> [DOCUMENT EXCERPT]
== Segment start ==
Financials: The bank sector was traded most heavily last week, in terms of both volume and momentum, and it also led the retreat earlier this week.

"Last week we got into a speculative frenzy on the trader's side with Citigroup, Fannie Mae and AIG some of the most active names," Glazer said. "This week, those stocks led the decline."

But by Thursday afternoon, the selling had eased up and financial shares were charging ahead again. Major Dow financials Bank of America (BAC, Fortune 500), American Express (AXP, Fortune 500) and JPMorgan Chase (JPM, Fortune 500) rose, too. The KBW Bank index gained 2.5%.

Fannie Mae (FNM, Fortune 500) and Freddie Mac (FRE, Fortune 500) both continued their recent surge. The stocks got an extra boost after the New York Federal Reserve Bank said it bought $3.779 billion of U.S. agency debt, bringing its total to $122.4 billion in the last 9 months. The Fed has said it will buy $200 billion in debt from Fannie, Freddie and the Federal Loan Bank System as part of its efforts to keep mortgage rates low and help the economy recover.

Economy: A worse-than-expected jobless claims report and a mix of retail sales added to concerns about the health of the consumer. With consumer spending traditionally fueling two-thirds of economic growth, investors are looking for signs that spending could be picking up.

But with layoffs continuing to grow, consumers have been hunkering down and boosting savings.

The number of Americans filing new claims for unemployment last week stood at 570,000, a decline from the previous week's 574,000, but only because the previous week's numbers were revised higher. Economists surveyed by Briefing.com were expecting 564,000 new claims.

Additionally, continuing claims, a measure of people who have been filing claims for a week or more, rose 92,000 to 6.23 million, topping forecasts for a rise to 6.12 million.

The Institute for Supply Management's services sector index for August rose to 48.4 from 46.4 previously. Economists thought it would rise to 48. Any number below 50 implies the sector is continuing to weaken.

Retail: Back-to-school sales for the nation's retailers were weaker than a year ago, but results still topped analysts' forecasts. August same-store sales, or sales at stores open a year or more, fell 2.9% versus a year ago, according to Thomson Reuters. Analysts expected sales to drop 3.8%.

Discounters did the best, including clothing retailer Aeropostale (ARO), which said sales rose 9% versus forecasts for a jump of 7.1%.

Target (TGT, Fortune 500) said sales fell 2.9%, versus analysts' bets that sales would drop 5.1%. Costco (COST, Fortune 500) and Limited Brands (LTD, Fortune 500), which owns Bath & Body Works, reported weaker sales that surpassed forecasts.
== Segment end ==
In the market report, rewrite the part that opens with "The Institute for" and ends after "continuing to weaken.", renaming "Institute for Supply Management" to "ISM".

> [SUPPLIED MATERIAL]
== Segment start ==
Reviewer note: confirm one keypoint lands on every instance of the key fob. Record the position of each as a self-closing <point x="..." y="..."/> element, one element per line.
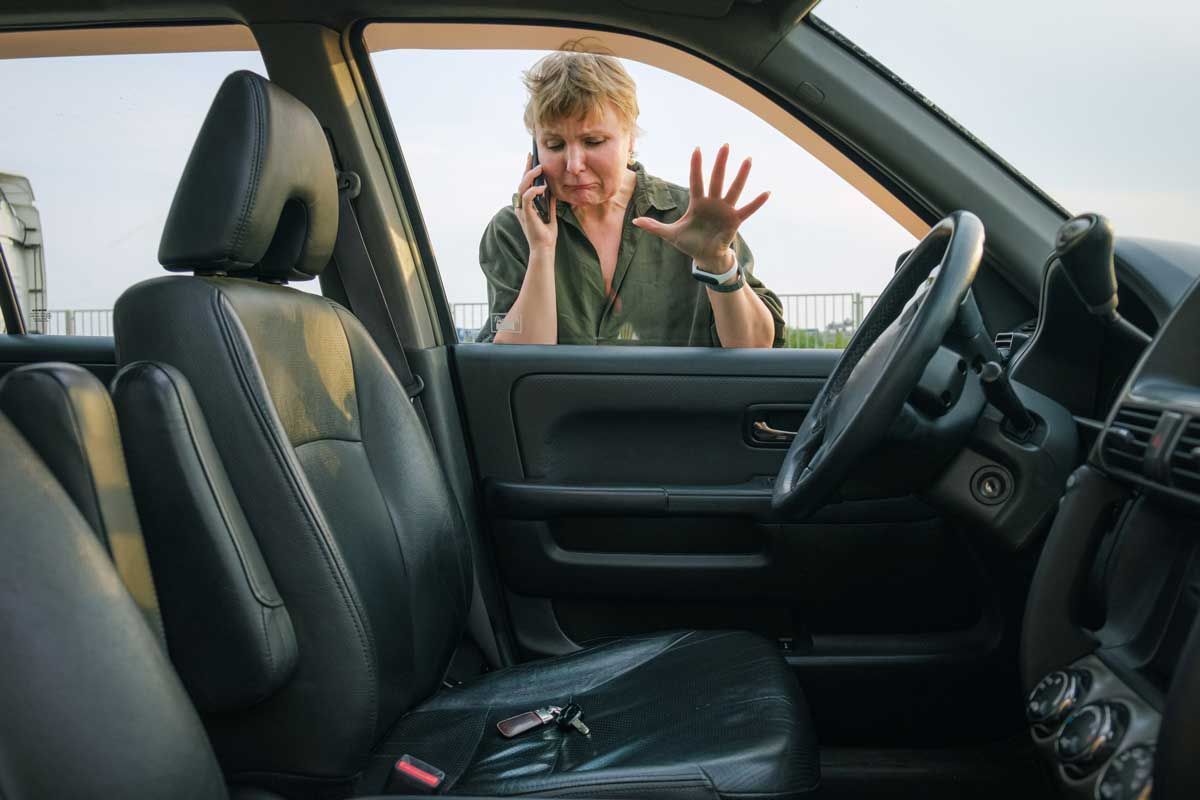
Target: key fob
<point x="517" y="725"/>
== Segment end ==
> [TASK RESULT]
The ISM's services sector index for August rose to 48.4 from 46.4 previously. Economists thought it would rise to 48. Any number below 50 implies the sector is continuing to weaken.